Task details
Reproduce the records below exactly as given.

Exercise materials
---------------

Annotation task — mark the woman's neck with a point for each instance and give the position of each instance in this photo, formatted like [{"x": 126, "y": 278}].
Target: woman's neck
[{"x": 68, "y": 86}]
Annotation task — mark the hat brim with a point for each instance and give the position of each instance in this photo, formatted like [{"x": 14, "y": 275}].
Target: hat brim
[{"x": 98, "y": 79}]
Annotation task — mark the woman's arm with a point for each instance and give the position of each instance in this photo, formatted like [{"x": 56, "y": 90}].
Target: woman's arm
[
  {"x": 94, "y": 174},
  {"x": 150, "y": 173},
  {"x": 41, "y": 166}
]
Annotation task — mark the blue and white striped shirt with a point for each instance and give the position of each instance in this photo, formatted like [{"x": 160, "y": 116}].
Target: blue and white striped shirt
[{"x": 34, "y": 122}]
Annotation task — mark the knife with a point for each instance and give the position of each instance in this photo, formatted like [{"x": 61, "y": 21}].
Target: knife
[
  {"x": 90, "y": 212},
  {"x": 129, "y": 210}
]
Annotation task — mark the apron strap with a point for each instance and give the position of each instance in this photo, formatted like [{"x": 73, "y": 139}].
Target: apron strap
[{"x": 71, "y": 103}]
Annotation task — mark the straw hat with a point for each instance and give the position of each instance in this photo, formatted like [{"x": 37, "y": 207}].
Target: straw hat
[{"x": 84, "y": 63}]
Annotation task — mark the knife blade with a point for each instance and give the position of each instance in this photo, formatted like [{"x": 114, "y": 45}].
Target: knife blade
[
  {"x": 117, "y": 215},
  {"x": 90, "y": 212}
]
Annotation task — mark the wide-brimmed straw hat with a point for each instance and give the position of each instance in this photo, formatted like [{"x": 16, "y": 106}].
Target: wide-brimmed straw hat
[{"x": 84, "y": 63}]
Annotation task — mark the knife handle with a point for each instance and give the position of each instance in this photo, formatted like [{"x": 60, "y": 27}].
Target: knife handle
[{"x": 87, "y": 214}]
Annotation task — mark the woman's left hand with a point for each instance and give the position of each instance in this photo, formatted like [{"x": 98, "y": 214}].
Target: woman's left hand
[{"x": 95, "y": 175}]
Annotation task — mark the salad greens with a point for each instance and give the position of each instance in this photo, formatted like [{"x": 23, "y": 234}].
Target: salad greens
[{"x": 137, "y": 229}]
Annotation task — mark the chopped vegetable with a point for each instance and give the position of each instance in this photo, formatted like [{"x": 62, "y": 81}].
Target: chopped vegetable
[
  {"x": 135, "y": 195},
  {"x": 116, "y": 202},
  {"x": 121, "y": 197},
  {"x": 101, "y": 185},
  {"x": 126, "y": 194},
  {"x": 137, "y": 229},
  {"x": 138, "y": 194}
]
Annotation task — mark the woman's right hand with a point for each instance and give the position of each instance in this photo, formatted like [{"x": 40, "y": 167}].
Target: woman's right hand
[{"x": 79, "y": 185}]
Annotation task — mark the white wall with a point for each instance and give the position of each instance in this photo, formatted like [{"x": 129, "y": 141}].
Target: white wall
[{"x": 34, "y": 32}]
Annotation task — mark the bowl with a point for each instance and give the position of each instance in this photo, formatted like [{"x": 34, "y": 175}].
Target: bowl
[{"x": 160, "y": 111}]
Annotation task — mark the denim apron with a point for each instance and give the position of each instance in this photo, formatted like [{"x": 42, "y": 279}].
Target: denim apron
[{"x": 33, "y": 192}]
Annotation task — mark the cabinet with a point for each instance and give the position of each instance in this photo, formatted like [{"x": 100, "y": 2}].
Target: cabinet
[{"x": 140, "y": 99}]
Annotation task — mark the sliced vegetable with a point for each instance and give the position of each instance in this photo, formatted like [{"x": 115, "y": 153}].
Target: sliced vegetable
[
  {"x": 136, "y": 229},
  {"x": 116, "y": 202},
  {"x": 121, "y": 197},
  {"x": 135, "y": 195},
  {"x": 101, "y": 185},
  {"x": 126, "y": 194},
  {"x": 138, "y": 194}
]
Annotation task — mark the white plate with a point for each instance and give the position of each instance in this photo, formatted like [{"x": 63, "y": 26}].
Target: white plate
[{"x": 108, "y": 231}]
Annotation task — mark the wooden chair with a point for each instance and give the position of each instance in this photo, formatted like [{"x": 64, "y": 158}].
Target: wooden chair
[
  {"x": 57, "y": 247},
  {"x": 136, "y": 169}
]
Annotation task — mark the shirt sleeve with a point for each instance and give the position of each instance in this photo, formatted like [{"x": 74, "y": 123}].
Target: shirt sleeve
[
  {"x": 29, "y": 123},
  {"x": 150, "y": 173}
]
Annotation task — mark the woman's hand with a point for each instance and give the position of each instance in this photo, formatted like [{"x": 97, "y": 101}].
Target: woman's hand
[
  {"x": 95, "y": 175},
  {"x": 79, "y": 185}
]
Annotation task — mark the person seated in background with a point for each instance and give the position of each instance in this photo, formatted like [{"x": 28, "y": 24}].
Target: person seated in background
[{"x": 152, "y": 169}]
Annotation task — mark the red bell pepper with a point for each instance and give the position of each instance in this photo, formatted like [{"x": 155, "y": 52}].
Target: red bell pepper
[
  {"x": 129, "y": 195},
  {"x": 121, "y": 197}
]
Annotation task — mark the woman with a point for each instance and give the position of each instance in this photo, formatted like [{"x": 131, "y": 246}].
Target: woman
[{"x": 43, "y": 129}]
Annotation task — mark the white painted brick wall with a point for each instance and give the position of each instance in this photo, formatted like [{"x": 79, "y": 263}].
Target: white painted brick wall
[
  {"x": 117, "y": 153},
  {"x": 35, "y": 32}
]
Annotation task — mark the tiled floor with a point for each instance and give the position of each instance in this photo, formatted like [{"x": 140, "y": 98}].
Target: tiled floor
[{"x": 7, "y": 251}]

---------------

Reply
Annotation task — mark the woman's neck with a point for each instance and give the position of each instance in this photo, formatted like [{"x": 126, "y": 278}].
Target: woman's neck
[{"x": 68, "y": 86}]
Annotation task — mark the hat brim with a point for each instance and give the position of each instance in this photo, formatted like [{"x": 14, "y": 275}].
Target: hat brim
[{"x": 98, "y": 79}]
Annotation task — mark the woman's arm with a point for each instance and give the position of each instance in this photo, formatted like [{"x": 56, "y": 90}].
Target: woman's arm
[
  {"x": 94, "y": 174},
  {"x": 150, "y": 173},
  {"x": 41, "y": 166}
]
Annotation task — mark the blue and white striped shirt with a point for each instance and give the position of each instance in this photo, formatted like [{"x": 160, "y": 116}].
Target: blue and white striped shirt
[{"x": 34, "y": 122}]
Annotation task — mark the knife with a point for each instance and give the position of each instance in this photo, formatted like [{"x": 61, "y": 21}].
Target: knife
[
  {"x": 90, "y": 212},
  {"x": 129, "y": 210}
]
Annotation task — mark the apron strap with a point for each instance and give the position of each instance in this photo, formatted like [{"x": 73, "y": 139}].
Target: apron strap
[{"x": 71, "y": 103}]
Annotation task — mark the straw hat with a point for each instance and give the position of each instance in this photo, formatted like [{"x": 37, "y": 207}].
Target: straw hat
[{"x": 84, "y": 63}]
Annotation task — mark the knife blade with a point for each instance and give the position of each instance in this photo, formatted like [{"x": 114, "y": 45}].
Target: knife blade
[
  {"x": 117, "y": 215},
  {"x": 90, "y": 212}
]
Annotation task — mark the wide-brimmed straw hat with a point for each instance and give the position of each instance in this photo, formatted like [{"x": 16, "y": 106}].
Target: wide-brimmed straw hat
[{"x": 84, "y": 63}]
Annotation task — mark the knife handle with a point for each instance and give the position of each instance in this photo, formatted like [{"x": 60, "y": 27}].
Target: knife handle
[{"x": 87, "y": 214}]
Annotation task — mark the woman's left hand with a point for each instance and give the position of each instance in this photo, formatted like [{"x": 98, "y": 214}].
Target: woman's left hand
[{"x": 95, "y": 175}]
Annotation task — mark the salad greens with a point for each instance and give the position of each instance in this photo, formatted like [{"x": 23, "y": 234}].
Target: salad greens
[{"x": 137, "y": 229}]
Annotation task — mark the chopped vegetable with a point for each instance and give the position of each instance in this photo, formatted like [{"x": 62, "y": 81}].
Target: chopped vegetable
[
  {"x": 135, "y": 195},
  {"x": 116, "y": 202},
  {"x": 121, "y": 197},
  {"x": 101, "y": 185},
  {"x": 126, "y": 194},
  {"x": 137, "y": 229},
  {"x": 138, "y": 194}
]
Annotation task — mark the woman's right hand with a point for each instance and give the position of each instance in this photo, formatted like [{"x": 40, "y": 167}].
Target: woman's right hand
[{"x": 79, "y": 185}]
Annotation task — mark the white wall with a point for each instance and give the position of each instance in this photo, formatted like [{"x": 129, "y": 141}].
Target: white wall
[{"x": 34, "y": 32}]
Annotation task — mark the bowl with a point for each instance and give the position of each instance in this photo, formatted like [{"x": 34, "y": 175}].
Target: bowl
[{"x": 160, "y": 111}]
Annotation task — mark the denim apron with a point for each instance and give the position of each instance in this photo, formatted like [{"x": 42, "y": 279}].
Target: denim apron
[{"x": 33, "y": 192}]
Annotation task — mark the cabinet with a point for each instance and give the position of each instance in this photo, formatted like [{"x": 100, "y": 2}].
Target: cabinet
[{"x": 140, "y": 99}]
Annotation task — mark the sliced vegetable with a point for each instance and give the position of each instance in this photo, formatted like [{"x": 115, "y": 153}].
Target: sliced vegetable
[
  {"x": 136, "y": 229},
  {"x": 116, "y": 202},
  {"x": 121, "y": 197},
  {"x": 135, "y": 195},
  {"x": 101, "y": 185},
  {"x": 126, "y": 194},
  {"x": 138, "y": 194}
]
Annotation task — mark the white plate with a point for each instance and give the position of each instance in this photo, formatted like [{"x": 63, "y": 26}].
Target: white plate
[{"x": 108, "y": 231}]
Annotation task — mark the wooden chair with a point for each instance and give the position of each instance in this photo, formatted like [{"x": 64, "y": 158}].
Target: wooden chair
[
  {"x": 57, "y": 247},
  {"x": 136, "y": 169}
]
Annotation task — mark the shirt sleeve with a point for each instance and give the position of each instance in this photo, formatted like [{"x": 74, "y": 123}].
Target: shirt sleeve
[
  {"x": 29, "y": 123},
  {"x": 150, "y": 173}
]
Annotation task — mark the woman's hand with a point for each instance and give the position of each instance in this photo, formatted like [{"x": 97, "y": 101}].
Target: woman's hand
[
  {"x": 95, "y": 175},
  {"x": 79, "y": 185}
]
Annotation task — mark the person seated in background with a point for each instance and give the position of each instance in this photo, formatted like [{"x": 28, "y": 24}].
Target: person seated in background
[{"x": 152, "y": 169}]
Annotation task — mark the red bell pepper with a point for each instance and give the position of each instance in this photo, formatted like [{"x": 155, "y": 52}].
Target: red bell pepper
[
  {"x": 129, "y": 195},
  {"x": 121, "y": 197}
]
Annotation task — mark the woman with a point for each instance and give the position of each instance in this photo, formatted like [{"x": 131, "y": 246}].
Target: woman
[{"x": 43, "y": 129}]
Annotation task — mark the white painted brick wall with a point for each instance and give the position of each instance in this photo, formatted like [{"x": 79, "y": 263}].
Target: white painted brick wall
[
  {"x": 117, "y": 153},
  {"x": 35, "y": 32}
]
Annotation task — mark the tiled floor with a point for each instance and give the position of each instance in this photo, formatted like [{"x": 140, "y": 98}].
Target: tiled floor
[{"x": 7, "y": 251}]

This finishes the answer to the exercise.